**Aufgaben:**
**1)** Gib den Text über den Mehltaubefall im Weinbau von „Winzer in Italien“ bis einschließlich „Gebieten erreicht hat.“ wieder und ersetze darin „Ernteverluste“ durch „Ernteausfälle“.
**2)** Schreib den Text über den Mehltaubefall im Weinbau im Anschluss an seinen letzten Satz weiter.

**Textauszug:**
Prof. Dr. Randolf Kauer
Steffen Böttcher

Winzer in Italien befürchten Ernteverluste von 40 Prozent“, „Hotline für „traumatisierte“ Bordeaux-Winzer eingerichtet“, „Sechs Prozent der Bio-Winzer in Frankreich wollen Zertifizierung aufgeben“: Das sind Schlagzeilen der vergangenen Wochen, ausgelöst durch den Befall mit Falschem Mehltau (Plasmopara viticola oder Peronospora), der aufgrund der anhaltend feuchten Witterungsbedingungen ein „bisher nie dagewesenes Ausmaß“ in manchen Gebieten erreicht hat.

„Es war nur eine Frage der Zeit, bis so etwas passiert, denn die Wetterextreme nehmen zu. Unter diesen Bedingungen ist dann auch die Macht des Rebschutzes begrenzt. Dann sind Ertragseinbußen unvermeidlich, und dies macht sich auch ökonomisch bemerkbar”, beschreibt Prof. Randolf Kauer von der Hochschule Geisenheim die Bedrohungslage.

(Segmentierungsdaten)
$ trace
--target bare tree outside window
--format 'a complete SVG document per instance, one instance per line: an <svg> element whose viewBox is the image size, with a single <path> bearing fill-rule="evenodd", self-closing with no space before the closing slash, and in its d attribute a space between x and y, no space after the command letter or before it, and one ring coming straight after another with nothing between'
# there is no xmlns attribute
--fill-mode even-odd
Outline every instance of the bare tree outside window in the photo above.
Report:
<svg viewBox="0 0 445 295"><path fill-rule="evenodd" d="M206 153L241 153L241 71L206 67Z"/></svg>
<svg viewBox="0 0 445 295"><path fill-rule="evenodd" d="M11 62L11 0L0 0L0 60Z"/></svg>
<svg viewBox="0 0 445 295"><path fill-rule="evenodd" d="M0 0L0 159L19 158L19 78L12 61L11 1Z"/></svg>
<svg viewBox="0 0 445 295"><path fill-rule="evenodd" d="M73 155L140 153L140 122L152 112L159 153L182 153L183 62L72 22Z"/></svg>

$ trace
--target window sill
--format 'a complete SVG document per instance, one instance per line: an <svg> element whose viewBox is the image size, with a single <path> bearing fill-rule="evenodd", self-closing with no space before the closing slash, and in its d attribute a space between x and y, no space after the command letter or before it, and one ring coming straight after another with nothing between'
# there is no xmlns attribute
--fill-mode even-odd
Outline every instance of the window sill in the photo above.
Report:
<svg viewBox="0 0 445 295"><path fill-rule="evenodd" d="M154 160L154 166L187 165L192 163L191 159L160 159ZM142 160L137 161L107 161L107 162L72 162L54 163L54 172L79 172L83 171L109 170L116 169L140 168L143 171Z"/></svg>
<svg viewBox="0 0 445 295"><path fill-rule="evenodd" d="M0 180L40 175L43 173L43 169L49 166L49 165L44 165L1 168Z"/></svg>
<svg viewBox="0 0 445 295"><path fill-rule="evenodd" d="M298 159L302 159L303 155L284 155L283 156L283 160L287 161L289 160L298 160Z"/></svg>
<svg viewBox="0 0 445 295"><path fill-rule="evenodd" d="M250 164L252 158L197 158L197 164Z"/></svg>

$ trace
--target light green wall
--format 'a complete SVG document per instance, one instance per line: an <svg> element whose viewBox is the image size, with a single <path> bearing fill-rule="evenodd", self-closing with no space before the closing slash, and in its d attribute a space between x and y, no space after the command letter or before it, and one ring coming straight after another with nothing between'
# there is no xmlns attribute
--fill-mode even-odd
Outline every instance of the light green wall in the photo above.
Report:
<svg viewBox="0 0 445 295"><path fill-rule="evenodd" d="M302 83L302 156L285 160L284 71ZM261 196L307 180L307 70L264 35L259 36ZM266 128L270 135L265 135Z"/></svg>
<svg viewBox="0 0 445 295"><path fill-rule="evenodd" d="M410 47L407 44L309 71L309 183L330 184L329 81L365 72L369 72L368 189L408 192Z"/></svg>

**Antworten:**
**1)**
Winzer in Italien befürchten Ernteausfälle von 40 Prozent“, „Hotline für „traumatisierte“ Bordeaux-Winzer eingerichtet“, „Sechs Prozent der Bio-Winzer in Frankreich wollen Zertifizierung aufgeben“: Das sind Schlagzeilen der vergangenen Wochen, ausgelöst durch den Befall mit Falschem Mehltau (Plasmopara viticola oder Peronospora), der aufgrund der anhaltend feuchten Witterungsbedingungen ein „bisher nie dagewesenes Ausmaß“ in manchen Gebieten erreicht hat.

**2)**
In kühleren Anbauzonen wie Deutschland oder Österreich seien solche Wetterlagen in den vergangenen Jahrzehnten immer wieder aufgetaucht, daher haben die Winzer dort mit Falschem Mehltau besser umzugehen gelernt. Der Wissenschaftler und Bio-Winzer erinnert an die Jahrgänge 2016 und 2021 in Deutschland. 2021 hat er in einer Versuchsanlage in Geisenheim im Rheingau selbst erlebt, dass der Merlot, der nun auch in Bordeaux besonders betroffen ist, noch in der Spätphase der Beerenentwicklung dahingerafft wurde. „Die Trauben waren bereits erbsengroß und wir dachten, wir hätten die Anlage sauber und alles im Griff. Da rauschte die Peronospora mit hohem Infektionsdruck rein und in wenigen Tagen wurde die Ernte vernichtet.“ Bei Merlot seien die Trauben extrem empfindlich, mehr als die Blätter. Das verursache die großen Schäden.

 

Sobald erbsengroße Beeren befallen sind, sind sie kaum noch zu retten

Hochschule Geisenheim

Winzer in „Plasmopara-Panik”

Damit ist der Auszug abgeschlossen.